# SELECTED EXCERPT
MUMBAI – A 50 basis point cut in the policy repo rate can lead to a 1.20% decline in the net interest income of banks, according to a study by the Boston Consulting Group. In the case of a 50 bps hike in the repo rate, the net interest income of banks can rise by 1.11%, it said. 

 

State-owned banks have shown a stronger correlation to changes in the repo rate as compared to private sector banks. A 50 bps reduction in the repo rate leads to a 1.56% contraction in net interest income of state-owned banks, while a 50 bps hike can translate to a 1.45% rise, the report titled 'Interest Rate Sensitivity in Indian Banking: An Empirical Look & its Strategic Implications' said.

 

"While earnings of banks get adversely impacted, the market value of a bank's equity, given banks tend to have higher duration of assets vis--vis liability, tends to improve as interest rate reduces," it said. Since February, the Reserve Bank of India has cut the repo rate by 100 bps to 5.50%, of which 50 bps was in the latest policy review in June. 

 

The study showed that a 50 bps cut in the repo rate leads to a 1.51% fall in loan growth for state-owned banks, while a 50 bps hike in the repo rate leads to a 1.4% rise. Among private sector banks, medium-sized institutions exhibit greater sensitivity than large ones, which tend to be more insulated from rate changes. The study also found that rate changes are passed on more gradually to existing loans, while new borrowings reflect a stronger and more immediate transmission.

# LISTED RECORDS

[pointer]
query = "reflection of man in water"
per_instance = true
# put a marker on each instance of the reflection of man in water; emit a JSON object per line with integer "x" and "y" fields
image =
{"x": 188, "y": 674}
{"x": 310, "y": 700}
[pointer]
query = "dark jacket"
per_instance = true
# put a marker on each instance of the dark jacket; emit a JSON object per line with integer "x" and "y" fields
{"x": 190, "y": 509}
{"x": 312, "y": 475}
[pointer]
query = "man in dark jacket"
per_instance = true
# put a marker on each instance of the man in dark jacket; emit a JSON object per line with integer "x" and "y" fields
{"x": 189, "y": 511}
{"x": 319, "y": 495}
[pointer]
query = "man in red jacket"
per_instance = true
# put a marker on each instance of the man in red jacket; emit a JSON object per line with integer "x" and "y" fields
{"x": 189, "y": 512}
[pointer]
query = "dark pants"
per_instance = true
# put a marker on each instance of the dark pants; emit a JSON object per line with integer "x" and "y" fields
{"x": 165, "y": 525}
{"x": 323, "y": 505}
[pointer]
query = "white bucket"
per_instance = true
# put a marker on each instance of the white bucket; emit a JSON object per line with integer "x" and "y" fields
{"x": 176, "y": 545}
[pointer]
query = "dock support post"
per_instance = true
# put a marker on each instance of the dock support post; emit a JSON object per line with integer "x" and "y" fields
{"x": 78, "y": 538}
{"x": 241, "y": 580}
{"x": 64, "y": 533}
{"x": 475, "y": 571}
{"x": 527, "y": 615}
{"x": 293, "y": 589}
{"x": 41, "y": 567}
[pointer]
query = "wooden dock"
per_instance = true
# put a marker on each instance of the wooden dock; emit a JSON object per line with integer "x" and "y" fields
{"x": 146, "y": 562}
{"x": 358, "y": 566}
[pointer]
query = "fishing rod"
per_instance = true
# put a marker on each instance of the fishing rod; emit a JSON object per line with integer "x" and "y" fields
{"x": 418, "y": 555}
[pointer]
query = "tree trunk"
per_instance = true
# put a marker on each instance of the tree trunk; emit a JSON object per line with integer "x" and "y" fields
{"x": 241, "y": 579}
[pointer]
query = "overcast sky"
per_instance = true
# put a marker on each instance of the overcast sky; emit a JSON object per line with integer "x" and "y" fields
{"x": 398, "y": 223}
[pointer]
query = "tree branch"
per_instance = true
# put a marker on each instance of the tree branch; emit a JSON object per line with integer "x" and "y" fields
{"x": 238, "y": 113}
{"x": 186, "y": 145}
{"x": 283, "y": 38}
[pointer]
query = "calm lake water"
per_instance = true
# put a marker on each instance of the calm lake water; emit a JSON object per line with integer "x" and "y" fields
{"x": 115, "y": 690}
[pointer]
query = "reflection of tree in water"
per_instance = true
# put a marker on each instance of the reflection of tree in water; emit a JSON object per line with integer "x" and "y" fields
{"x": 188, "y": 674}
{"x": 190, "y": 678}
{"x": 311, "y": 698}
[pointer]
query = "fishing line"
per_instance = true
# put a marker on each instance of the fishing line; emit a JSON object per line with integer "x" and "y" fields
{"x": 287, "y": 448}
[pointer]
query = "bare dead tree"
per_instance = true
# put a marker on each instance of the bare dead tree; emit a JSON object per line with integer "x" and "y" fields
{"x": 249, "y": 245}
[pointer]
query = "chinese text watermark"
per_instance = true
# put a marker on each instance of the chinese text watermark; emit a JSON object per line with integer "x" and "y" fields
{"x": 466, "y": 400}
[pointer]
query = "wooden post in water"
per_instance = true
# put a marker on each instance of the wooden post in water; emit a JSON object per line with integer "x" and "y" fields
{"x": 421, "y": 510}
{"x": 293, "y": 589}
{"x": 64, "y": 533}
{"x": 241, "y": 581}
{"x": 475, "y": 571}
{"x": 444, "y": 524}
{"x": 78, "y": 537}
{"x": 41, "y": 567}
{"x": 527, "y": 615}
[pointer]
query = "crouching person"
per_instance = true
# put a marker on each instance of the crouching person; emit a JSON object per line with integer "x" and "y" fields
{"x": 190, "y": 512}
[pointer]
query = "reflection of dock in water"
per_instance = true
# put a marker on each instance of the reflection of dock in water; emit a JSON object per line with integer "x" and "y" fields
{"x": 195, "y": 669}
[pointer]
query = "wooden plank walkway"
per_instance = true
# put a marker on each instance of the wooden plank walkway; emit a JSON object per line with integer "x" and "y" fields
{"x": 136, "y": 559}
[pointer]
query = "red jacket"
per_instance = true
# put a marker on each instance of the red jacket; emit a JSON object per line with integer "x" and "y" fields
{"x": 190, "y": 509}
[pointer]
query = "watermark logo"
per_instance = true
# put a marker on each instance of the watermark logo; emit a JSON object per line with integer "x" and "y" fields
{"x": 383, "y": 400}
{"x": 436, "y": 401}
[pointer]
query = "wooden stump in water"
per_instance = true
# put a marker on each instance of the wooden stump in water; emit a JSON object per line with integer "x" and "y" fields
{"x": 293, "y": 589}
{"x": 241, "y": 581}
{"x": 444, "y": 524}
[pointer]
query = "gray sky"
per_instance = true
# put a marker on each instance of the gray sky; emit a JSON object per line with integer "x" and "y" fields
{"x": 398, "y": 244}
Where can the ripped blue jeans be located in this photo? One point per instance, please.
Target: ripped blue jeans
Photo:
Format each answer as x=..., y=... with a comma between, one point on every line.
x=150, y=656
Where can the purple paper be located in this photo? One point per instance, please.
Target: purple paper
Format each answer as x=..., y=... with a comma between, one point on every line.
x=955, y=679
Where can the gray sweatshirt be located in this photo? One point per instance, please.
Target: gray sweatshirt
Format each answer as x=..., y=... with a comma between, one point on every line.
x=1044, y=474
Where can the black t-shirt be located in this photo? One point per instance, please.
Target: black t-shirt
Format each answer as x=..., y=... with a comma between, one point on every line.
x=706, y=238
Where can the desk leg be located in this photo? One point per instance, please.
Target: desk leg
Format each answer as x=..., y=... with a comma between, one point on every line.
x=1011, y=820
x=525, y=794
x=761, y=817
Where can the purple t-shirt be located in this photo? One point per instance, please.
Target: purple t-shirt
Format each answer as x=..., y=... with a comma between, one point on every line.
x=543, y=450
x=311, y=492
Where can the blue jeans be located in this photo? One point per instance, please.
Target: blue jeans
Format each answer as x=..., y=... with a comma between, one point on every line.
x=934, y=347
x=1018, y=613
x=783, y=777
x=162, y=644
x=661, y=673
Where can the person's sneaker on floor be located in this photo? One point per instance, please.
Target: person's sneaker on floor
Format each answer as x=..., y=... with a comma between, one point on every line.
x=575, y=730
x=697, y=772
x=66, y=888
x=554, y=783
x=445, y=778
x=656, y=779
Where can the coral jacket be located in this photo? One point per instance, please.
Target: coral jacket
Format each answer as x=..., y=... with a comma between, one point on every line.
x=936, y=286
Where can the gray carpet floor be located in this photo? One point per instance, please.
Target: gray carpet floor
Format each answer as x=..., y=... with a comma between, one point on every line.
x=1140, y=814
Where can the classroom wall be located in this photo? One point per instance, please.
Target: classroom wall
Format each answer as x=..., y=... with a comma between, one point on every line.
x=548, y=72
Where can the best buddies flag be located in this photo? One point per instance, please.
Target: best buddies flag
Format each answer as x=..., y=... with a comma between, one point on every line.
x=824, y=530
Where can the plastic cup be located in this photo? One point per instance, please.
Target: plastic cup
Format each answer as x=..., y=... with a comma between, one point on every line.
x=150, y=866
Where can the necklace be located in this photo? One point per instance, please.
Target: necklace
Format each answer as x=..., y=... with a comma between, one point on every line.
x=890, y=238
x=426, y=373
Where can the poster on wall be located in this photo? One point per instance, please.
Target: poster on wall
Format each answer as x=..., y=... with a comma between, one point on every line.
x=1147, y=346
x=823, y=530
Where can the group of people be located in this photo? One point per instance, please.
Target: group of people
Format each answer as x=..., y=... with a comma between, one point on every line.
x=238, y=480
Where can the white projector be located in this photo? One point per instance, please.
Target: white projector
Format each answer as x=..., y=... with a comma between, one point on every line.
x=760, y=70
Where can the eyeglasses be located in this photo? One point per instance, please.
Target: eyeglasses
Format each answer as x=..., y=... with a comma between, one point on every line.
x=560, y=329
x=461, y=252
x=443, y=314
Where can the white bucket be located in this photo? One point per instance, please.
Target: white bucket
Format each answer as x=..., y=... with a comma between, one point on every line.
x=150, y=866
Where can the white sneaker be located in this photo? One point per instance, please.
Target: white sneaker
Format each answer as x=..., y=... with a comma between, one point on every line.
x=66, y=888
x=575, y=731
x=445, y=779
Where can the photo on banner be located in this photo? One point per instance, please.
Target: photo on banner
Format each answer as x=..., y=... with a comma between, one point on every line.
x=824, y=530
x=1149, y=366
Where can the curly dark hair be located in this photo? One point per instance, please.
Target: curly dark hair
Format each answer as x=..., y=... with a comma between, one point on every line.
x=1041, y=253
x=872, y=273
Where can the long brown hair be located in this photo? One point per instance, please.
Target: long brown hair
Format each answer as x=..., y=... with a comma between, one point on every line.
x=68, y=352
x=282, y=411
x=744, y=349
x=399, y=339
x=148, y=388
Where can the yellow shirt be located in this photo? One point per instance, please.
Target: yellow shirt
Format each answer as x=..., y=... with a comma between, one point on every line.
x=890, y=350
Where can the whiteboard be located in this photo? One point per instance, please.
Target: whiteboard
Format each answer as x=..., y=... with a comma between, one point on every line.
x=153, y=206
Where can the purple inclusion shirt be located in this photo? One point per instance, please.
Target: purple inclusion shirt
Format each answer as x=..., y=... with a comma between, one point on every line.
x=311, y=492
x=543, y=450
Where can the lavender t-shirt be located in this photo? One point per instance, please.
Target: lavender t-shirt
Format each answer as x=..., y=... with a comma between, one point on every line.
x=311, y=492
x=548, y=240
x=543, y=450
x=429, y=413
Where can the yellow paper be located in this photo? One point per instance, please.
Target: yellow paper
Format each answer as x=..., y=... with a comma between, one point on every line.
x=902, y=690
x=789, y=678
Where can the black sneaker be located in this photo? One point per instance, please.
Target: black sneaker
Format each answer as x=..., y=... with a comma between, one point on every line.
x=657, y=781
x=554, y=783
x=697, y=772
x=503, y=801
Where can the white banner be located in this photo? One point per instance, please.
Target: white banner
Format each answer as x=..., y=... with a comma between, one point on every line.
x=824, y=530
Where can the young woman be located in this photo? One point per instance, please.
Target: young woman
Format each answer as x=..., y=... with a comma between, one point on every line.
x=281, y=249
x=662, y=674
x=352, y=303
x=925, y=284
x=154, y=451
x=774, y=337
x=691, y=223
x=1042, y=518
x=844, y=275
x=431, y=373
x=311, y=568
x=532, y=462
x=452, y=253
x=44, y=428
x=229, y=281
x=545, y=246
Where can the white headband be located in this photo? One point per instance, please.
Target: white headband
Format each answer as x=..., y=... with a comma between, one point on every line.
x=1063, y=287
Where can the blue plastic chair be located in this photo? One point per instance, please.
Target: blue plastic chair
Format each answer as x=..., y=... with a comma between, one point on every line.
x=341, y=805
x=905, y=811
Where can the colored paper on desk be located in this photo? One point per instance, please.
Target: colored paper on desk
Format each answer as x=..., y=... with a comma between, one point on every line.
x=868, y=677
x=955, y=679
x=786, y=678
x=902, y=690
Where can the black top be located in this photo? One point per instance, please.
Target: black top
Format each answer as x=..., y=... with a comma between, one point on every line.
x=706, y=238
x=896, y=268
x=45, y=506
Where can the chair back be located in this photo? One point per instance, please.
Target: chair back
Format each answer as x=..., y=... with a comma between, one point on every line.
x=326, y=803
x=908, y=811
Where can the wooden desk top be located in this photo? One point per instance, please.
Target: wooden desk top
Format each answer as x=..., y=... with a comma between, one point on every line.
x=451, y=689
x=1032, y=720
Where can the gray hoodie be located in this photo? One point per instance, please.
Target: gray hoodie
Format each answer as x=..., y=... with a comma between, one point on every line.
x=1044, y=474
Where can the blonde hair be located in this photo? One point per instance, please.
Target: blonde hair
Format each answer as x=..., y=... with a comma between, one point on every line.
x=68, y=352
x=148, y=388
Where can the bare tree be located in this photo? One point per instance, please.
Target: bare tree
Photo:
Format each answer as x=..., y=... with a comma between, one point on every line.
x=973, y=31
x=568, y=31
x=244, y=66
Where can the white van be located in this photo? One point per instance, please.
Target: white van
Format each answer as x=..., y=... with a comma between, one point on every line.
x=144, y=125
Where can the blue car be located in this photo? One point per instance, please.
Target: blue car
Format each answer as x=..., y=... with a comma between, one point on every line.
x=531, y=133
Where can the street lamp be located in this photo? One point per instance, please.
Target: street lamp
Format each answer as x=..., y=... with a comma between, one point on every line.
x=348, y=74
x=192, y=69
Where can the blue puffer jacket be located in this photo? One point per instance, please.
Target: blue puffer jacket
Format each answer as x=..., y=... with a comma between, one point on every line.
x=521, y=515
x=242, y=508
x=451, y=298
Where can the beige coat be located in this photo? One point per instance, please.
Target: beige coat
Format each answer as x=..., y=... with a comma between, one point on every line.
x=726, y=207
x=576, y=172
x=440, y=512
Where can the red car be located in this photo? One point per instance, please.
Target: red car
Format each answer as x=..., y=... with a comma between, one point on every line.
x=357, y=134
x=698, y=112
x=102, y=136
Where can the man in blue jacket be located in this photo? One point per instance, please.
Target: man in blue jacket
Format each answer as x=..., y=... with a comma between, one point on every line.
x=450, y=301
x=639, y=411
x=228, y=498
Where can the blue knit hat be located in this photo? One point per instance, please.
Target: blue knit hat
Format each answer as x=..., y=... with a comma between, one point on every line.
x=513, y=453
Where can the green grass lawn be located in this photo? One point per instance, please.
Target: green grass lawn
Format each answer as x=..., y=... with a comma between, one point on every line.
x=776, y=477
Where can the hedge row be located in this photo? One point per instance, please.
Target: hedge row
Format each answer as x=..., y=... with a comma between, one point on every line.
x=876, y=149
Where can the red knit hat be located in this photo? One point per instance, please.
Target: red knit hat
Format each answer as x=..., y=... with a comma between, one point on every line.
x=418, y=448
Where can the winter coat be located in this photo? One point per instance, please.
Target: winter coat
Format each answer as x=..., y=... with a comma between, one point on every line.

# EXERCISES TO COMPLETE
1. In the repo rate article, which firm conducted the study on how repo rate changes affect banks?
2. The repo rate article says that a rate cut hurts bank earnings but tends to improve the market value of a bank's equity. What reason does it give for the rise in equity value?
3. Reproduce everything in the repo rate article from "The study showed" down to "more immediate transmission.".

# SOLUTIONS PER TASK
1. The Boston Consulting Group.

2. The report says that banks tend to have a higher duration of assets than of liabilities. As a result, the market value of a bank's equity tends to improve as interest rates fall, even though earnings are adversely affected.

3.
The study showed that a 50 bps cut in the repo rate leads to a 1.51% fall in loan growth for state-owned banks, while a 50 bps hike in the repo rate leads to a 1.4% rise. Among private sector banks, medium-sized institutions exhibit greater sensitivity than large ones, which tend to be more insulated from rate changes. The study also found that rate changes are passed on more gradually to existing loans, while new borrowings reflect a stronger and more immediate transmission.